Work task: Begin at the first line of the records below and, please, give each line again exactly until the line with "of the mechanic." is included.
* * * * * * *
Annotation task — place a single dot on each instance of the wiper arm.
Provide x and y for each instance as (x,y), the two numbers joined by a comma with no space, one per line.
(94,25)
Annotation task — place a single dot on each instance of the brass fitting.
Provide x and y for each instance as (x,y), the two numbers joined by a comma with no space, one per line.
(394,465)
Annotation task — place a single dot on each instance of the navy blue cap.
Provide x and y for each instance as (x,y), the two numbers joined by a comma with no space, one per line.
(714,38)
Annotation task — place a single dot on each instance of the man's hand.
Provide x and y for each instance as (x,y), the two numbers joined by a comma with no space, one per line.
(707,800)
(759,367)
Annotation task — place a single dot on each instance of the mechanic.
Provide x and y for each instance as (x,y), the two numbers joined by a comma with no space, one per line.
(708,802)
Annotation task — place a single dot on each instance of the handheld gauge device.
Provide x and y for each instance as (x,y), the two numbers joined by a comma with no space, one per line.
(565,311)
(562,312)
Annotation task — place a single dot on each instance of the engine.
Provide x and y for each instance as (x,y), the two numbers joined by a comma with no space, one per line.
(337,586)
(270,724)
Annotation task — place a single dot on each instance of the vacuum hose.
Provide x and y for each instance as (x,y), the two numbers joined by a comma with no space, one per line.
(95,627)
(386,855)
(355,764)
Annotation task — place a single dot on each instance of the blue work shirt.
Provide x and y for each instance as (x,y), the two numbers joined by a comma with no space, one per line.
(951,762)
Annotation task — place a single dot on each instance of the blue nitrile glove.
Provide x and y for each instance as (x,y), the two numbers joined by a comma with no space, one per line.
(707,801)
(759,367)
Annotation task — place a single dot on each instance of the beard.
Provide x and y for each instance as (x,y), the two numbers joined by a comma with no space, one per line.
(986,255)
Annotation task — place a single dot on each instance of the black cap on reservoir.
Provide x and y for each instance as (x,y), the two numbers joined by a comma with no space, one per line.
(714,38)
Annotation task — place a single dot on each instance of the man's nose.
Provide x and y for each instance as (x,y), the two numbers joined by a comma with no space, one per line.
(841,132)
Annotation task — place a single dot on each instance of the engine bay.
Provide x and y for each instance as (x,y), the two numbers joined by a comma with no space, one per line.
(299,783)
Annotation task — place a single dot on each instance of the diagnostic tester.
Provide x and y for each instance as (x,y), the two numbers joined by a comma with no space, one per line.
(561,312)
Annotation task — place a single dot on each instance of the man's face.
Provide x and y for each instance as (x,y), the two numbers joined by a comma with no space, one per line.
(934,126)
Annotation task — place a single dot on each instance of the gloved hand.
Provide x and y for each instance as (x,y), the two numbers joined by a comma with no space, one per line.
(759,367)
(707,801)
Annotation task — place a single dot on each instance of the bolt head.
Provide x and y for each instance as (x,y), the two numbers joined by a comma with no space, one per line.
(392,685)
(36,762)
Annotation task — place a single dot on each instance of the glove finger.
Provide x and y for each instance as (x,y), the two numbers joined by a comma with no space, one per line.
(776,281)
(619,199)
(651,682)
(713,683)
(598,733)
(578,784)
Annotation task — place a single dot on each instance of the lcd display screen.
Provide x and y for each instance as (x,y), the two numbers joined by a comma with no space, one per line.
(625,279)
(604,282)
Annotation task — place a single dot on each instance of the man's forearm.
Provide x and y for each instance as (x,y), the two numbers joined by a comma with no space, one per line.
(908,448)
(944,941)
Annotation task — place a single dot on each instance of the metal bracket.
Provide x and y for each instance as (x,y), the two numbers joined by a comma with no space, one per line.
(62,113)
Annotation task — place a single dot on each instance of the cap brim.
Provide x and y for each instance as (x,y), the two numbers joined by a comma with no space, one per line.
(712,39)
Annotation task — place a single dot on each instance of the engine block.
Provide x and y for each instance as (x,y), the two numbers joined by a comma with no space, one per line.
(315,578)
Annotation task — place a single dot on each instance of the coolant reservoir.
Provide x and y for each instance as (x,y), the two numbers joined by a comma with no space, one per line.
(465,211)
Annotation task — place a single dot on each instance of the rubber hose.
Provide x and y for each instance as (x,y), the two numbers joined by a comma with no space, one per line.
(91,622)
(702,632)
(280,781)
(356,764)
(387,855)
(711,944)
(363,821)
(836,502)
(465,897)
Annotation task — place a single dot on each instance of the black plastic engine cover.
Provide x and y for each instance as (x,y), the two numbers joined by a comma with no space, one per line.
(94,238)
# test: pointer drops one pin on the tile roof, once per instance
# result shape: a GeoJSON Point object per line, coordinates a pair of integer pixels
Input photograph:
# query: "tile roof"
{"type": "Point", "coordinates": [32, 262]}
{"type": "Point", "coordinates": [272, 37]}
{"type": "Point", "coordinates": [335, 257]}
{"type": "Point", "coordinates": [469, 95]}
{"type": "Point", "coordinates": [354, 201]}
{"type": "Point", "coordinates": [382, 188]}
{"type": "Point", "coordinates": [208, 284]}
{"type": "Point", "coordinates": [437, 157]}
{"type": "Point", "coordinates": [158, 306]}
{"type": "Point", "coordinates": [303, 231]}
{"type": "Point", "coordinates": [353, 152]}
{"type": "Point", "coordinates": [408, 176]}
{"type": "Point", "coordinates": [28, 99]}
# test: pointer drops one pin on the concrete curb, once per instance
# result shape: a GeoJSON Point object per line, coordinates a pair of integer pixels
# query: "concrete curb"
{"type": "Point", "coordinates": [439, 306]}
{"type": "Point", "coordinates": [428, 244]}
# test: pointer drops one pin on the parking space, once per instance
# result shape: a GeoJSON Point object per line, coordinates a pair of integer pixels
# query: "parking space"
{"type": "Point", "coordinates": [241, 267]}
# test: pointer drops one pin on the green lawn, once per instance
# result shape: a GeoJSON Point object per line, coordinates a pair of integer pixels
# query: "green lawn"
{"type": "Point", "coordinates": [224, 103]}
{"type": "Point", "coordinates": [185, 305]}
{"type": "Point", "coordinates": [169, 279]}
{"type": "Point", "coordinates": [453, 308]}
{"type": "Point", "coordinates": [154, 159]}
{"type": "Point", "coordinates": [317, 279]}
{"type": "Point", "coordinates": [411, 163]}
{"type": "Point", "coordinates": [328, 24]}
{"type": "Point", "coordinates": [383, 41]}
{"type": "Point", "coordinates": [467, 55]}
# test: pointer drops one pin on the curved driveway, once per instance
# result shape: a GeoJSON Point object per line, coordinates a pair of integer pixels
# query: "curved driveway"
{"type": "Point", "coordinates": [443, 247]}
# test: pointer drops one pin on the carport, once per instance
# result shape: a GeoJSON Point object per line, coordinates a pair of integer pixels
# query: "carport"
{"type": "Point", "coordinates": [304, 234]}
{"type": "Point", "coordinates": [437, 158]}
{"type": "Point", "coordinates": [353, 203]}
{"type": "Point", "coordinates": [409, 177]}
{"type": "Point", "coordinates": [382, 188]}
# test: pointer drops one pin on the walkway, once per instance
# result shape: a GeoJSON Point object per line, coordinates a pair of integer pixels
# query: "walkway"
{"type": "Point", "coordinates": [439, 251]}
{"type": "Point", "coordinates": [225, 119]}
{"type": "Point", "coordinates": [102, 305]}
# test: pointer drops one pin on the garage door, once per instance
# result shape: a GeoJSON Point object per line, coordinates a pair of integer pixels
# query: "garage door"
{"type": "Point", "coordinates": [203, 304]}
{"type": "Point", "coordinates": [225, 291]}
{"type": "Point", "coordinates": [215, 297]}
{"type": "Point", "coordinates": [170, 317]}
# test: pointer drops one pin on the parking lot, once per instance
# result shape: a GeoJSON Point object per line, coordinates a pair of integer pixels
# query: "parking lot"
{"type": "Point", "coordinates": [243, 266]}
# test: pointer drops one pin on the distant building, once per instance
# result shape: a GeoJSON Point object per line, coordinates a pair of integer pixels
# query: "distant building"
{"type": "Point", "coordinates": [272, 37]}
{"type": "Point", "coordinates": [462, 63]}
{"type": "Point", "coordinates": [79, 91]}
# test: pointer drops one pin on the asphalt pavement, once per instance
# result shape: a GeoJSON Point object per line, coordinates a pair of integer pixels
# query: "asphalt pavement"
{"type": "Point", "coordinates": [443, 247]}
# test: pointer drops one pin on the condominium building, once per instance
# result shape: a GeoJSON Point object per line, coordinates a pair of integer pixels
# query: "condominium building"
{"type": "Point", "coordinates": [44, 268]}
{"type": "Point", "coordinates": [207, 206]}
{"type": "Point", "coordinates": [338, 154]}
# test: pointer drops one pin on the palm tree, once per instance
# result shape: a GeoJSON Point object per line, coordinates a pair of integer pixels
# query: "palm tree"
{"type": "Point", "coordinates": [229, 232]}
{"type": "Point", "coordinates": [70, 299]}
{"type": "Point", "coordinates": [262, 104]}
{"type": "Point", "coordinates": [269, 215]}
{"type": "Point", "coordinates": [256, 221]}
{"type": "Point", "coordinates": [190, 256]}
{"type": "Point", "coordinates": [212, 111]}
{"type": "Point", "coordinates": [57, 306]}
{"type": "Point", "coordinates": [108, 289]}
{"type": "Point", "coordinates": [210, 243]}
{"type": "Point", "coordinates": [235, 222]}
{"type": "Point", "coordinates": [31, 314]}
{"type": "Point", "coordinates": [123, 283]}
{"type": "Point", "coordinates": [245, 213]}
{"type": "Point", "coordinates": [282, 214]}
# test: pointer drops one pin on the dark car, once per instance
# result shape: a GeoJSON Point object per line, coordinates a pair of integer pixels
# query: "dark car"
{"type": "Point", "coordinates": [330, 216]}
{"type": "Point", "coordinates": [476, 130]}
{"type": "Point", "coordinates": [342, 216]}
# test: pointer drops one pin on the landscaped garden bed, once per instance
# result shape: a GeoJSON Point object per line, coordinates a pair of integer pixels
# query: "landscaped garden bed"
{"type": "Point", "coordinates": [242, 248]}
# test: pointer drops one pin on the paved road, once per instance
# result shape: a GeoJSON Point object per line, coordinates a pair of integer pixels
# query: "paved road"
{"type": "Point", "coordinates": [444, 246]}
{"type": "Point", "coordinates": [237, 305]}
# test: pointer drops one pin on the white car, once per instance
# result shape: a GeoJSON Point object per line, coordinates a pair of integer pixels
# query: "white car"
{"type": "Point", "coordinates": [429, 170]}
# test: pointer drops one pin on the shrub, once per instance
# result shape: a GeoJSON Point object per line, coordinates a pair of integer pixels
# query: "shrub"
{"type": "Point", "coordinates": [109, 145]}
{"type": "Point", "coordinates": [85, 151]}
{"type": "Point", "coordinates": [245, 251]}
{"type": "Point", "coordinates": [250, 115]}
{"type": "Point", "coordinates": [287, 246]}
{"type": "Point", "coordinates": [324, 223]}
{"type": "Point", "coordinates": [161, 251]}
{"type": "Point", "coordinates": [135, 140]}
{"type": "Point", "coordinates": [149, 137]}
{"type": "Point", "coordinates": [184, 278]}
* * * * * * *
Exercise result:
Annotation task — place a single dot on each instance of the wiper arm.
Provide x and y for each instance as (x,y), the two numbers joined by a comma with no space, one per line.
(94,25)
Annotation task — place a single dot on each instance of the brass fitting.
Provide x and y for each instance as (x,y), the two numbers joined by a comma with no space, one per line.
(394,465)
Annotation task — place a single dot on each instance of the navy blue cap.
Provide x and y for each instance as (x,y), the two numbers joined by a comma with no space, one per line.
(714,38)
Annotation task — place a single dot on each instance of the man's hand.
Provide x and y for each instance as (x,y), the two numbers joined by a comma with no space, one per line.
(707,800)
(759,367)
Annotation task — place a single dot on each instance of the mechanic.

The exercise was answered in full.